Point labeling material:
========================================================================

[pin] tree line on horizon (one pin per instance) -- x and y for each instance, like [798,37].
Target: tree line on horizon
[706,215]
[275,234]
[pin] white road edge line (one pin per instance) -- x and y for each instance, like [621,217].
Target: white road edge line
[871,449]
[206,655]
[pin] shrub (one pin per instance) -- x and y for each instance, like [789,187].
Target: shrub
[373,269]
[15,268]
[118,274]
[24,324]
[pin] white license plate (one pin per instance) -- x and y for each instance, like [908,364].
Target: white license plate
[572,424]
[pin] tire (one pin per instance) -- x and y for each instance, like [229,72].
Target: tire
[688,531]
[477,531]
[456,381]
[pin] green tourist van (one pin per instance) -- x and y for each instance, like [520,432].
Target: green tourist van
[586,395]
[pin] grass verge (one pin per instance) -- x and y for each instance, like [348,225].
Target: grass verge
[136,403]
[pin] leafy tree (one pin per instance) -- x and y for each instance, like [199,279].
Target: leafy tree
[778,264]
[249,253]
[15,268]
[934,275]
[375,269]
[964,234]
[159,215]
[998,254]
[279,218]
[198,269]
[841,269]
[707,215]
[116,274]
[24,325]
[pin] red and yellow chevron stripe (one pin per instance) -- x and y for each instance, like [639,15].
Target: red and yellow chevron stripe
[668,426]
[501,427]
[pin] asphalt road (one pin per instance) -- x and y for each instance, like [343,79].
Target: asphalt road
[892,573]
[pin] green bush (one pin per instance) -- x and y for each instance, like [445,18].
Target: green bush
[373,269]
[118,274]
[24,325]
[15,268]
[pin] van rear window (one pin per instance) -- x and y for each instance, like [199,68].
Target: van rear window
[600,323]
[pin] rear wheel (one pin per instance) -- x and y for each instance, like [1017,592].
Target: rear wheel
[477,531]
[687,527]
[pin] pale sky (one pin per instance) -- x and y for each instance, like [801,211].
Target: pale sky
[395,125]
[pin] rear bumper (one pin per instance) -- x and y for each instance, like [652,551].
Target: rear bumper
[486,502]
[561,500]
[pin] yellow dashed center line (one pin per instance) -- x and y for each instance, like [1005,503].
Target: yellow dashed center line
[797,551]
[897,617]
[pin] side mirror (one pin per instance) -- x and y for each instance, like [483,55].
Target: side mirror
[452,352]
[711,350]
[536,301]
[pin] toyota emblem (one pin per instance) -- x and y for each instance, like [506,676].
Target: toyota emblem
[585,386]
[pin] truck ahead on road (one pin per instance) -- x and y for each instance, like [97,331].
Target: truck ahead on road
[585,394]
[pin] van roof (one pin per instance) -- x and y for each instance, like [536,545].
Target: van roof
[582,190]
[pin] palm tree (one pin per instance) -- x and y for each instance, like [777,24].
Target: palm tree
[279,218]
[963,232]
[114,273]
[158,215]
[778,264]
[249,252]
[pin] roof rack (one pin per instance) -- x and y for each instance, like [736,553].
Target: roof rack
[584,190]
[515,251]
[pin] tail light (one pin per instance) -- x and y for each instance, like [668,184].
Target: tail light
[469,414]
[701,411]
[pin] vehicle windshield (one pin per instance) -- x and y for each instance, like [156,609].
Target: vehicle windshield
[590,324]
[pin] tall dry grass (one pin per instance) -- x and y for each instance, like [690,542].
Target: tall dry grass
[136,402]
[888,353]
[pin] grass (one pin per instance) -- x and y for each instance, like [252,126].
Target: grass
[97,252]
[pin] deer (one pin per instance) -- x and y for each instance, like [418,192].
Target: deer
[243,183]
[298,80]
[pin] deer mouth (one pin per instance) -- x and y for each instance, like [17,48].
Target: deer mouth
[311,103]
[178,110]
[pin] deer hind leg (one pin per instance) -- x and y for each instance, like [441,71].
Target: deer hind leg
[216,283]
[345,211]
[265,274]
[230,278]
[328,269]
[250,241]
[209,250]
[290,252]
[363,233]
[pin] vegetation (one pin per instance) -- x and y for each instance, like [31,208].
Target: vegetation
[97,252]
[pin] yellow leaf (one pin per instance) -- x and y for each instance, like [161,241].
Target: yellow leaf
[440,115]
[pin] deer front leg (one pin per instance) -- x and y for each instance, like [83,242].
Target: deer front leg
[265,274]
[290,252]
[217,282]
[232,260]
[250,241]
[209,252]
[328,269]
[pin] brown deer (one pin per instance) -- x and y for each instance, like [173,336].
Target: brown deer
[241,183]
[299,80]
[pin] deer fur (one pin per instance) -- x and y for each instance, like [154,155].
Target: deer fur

========================================================================

WHAT IS ASKED: Rewrite the stretch from the line containing "[pin] deer fur" through the end of the material, changing "deer fur" to "deer coat" and leaving everything else as is.

RESULT BELOW:
[pin] deer coat (one pin per instance) -- x and y for each instance, like [154,155].
Target: deer coat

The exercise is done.